**Work instructions**
Without the pictures, reproduce the records that follow exactly.

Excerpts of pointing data
━━━━━━

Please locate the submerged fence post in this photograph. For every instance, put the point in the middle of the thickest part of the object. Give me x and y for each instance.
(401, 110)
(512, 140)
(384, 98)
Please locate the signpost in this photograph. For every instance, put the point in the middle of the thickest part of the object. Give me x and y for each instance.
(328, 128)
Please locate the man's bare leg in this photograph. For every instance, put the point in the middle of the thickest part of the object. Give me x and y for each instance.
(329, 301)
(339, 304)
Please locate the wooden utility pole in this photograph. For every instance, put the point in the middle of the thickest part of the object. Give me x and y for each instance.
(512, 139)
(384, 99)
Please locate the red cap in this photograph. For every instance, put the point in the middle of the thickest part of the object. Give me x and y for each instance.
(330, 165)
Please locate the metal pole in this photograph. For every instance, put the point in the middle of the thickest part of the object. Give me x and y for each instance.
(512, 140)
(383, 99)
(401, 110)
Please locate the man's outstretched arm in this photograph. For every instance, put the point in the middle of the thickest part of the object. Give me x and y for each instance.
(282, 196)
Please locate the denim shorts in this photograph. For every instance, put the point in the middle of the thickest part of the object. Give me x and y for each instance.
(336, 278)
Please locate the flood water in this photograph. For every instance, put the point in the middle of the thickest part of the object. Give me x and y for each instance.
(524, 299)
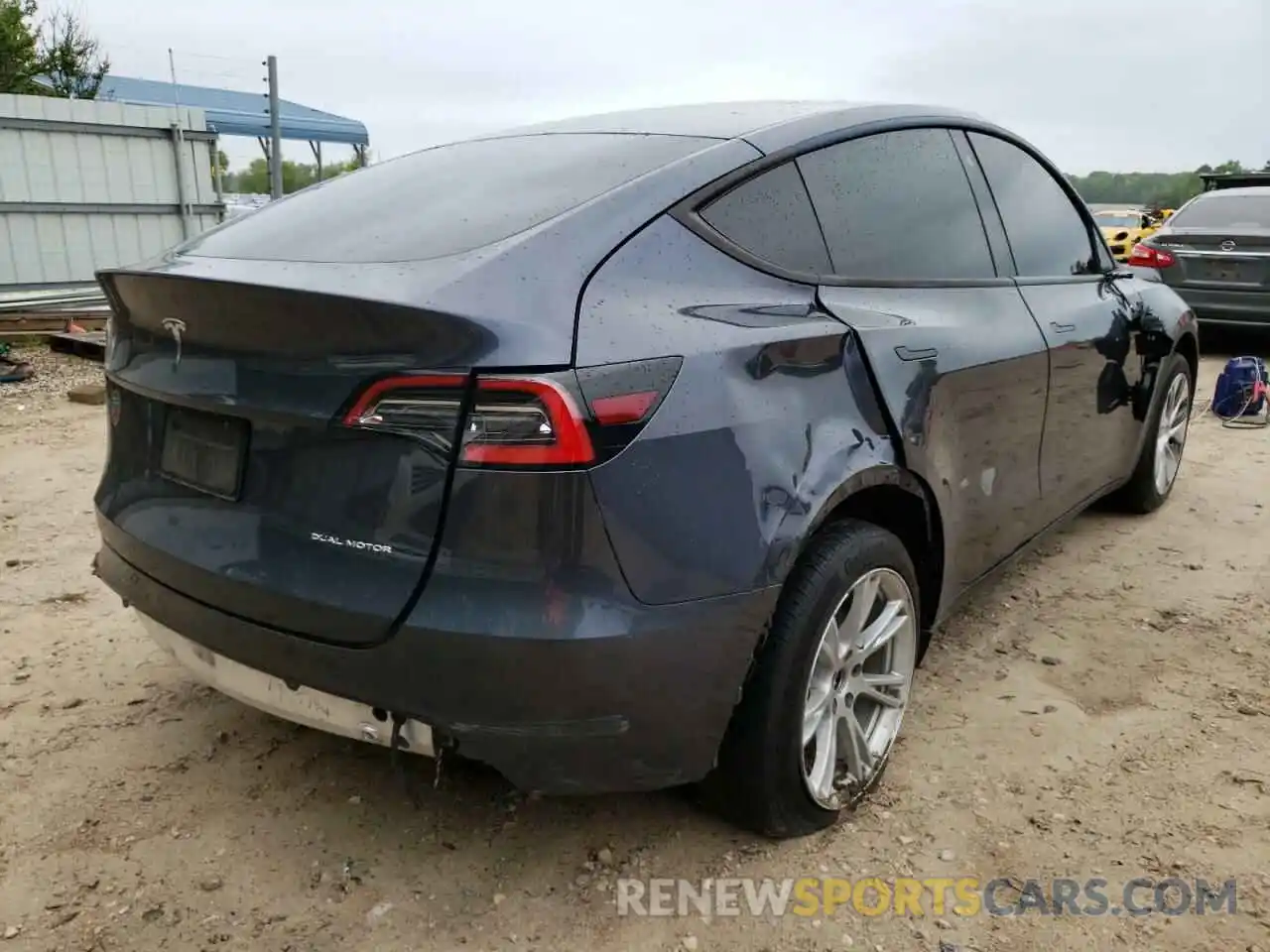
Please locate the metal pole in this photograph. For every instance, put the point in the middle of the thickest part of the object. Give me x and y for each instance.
(178, 151)
(275, 131)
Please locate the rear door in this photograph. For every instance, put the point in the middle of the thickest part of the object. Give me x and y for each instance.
(960, 362)
(1091, 433)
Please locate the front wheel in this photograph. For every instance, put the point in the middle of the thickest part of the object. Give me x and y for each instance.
(824, 708)
(1161, 458)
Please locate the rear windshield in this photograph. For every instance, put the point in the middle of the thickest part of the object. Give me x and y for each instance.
(1225, 212)
(444, 200)
(1118, 221)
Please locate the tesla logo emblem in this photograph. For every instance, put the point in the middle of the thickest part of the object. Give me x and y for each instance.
(176, 326)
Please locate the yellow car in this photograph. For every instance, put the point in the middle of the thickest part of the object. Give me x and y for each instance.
(1123, 229)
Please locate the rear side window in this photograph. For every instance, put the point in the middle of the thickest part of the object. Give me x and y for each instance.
(444, 200)
(1047, 232)
(771, 217)
(1228, 212)
(898, 206)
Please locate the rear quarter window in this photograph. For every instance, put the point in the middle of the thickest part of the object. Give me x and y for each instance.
(444, 200)
(771, 217)
(898, 206)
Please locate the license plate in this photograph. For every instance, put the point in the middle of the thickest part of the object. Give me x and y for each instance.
(203, 451)
(1228, 271)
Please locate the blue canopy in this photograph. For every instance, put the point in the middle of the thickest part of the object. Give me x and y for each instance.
(231, 113)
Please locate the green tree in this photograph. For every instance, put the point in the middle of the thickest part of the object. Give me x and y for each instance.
(295, 176)
(70, 58)
(19, 46)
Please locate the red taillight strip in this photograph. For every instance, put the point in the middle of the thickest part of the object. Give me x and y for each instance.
(1147, 257)
(572, 445)
(572, 440)
(624, 408)
(422, 381)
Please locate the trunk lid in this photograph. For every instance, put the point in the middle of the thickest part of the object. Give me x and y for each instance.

━━━━━━

**Answer**
Please locate the submerged fence post in this photograph. For every instance, put the point in the middle of the thickest part of the object. Give me x and y for each instance.
(401, 110)
(512, 140)
(384, 98)
Please locate the signpost in this photograph. For every instance, put the point in the middle of the thickest part of the object. Give me x and y for each instance.
(328, 128)
Please locate the man's bare leg in this photograph. For every instance, put the point in the middle of the thickest part of the object. Give me x and y for each instance.
(329, 301)
(339, 304)
Please locate the wooden utility pole in this photograph. For every instance, put the point in the middle of the thickest part of the object. Give me x and y for each instance.
(512, 139)
(384, 99)
Please locate the red cap in this photograph. For every instance, put the point in the middle of the thickest part of the object. Give me x and y for each instance.
(330, 165)
Please locate the metal pole in this photograph. For every instance, put the point in the middle of the thickest part of the object. Give me x and y for each instance.
(512, 140)
(383, 99)
(401, 110)
Please locate the man's outstretched arm in this photograph. For every instance, put the point in the middle of the thickest part of the object. Give me x and y for each instance.
(282, 196)
Please locate the denim shorts in this photograph. For every instance, put the point in the middle of the thickest part of the object. Give me x and y for each instance.
(336, 278)
Please locate the flood water in this photograph. For every instance, put the point in the middle of the thickest part of the object. Give me x and y for each instance.
(524, 299)
Please locate the metal pole in this photograph. For every instance, put the point in the middle of the thickest part of the object. Give me x and y for each instance.
(178, 151)
(275, 131)
Please locate the rear door in this photograph. For every instance, put the point in the middle of the thickest part of the object. Give me x and y for each instance.
(960, 362)
(1091, 433)
Please locate the front wheel in this photograph. For every instance, put the point in the middle of the thickest part of the object. Give me x and y for each instance.
(824, 708)
(1161, 458)
Please locate the rear windshield in this photograph. For every instance, put the point in the middle of the thickest part of the object. Give me x and y for each instance.
(1225, 212)
(444, 200)
(1118, 221)
Please locate the tesla logo emblem in this photograph. For every instance, put the point in the middle of the thickest part of the object. Give me x and y for each instance.
(176, 326)
Please locate the yellow car in this photograph. For every instance, put the point in the middle of the thickest part of the object. Give me x and y for each instance.
(1123, 229)
Please locate the rear side window in this photograph. For every instance, put the point in the middle of the thickest part of the object. Give me x and y for each instance.
(444, 200)
(1047, 232)
(771, 217)
(1228, 212)
(898, 206)
Please locate the rear quarter window in this photograph. For every instance, put the point in the middle of the thickest part of the object. Give me x and y for each instance.
(444, 200)
(771, 217)
(898, 206)
Please locate the license plate in this photograph. For every instance, put the point in the middle of the thickest part of the object. Give me x and y for each instance.
(203, 451)
(1228, 271)
Please locate the blue canopy in this photograph. For every instance, put the point in the middle of the thickest part of the object. Give me x and y for each instance.
(231, 113)
Please locate the green tree in this photograph. For every instance, put the point in the middle of the thickest part of the object. Give me x and y for each instance.
(295, 176)
(70, 58)
(19, 46)
Please locate the red taillight strip in this photograph. For every instance, put the point in the middle of the thickest part of the object. Give me x and y for each instance.
(1147, 257)
(572, 445)
(572, 440)
(624, 408)
(422, 381)
Please locate the trunk lid in this photograph. For every instance, put the point in the middle of the thickest part of the object. Give me x and y for each instance.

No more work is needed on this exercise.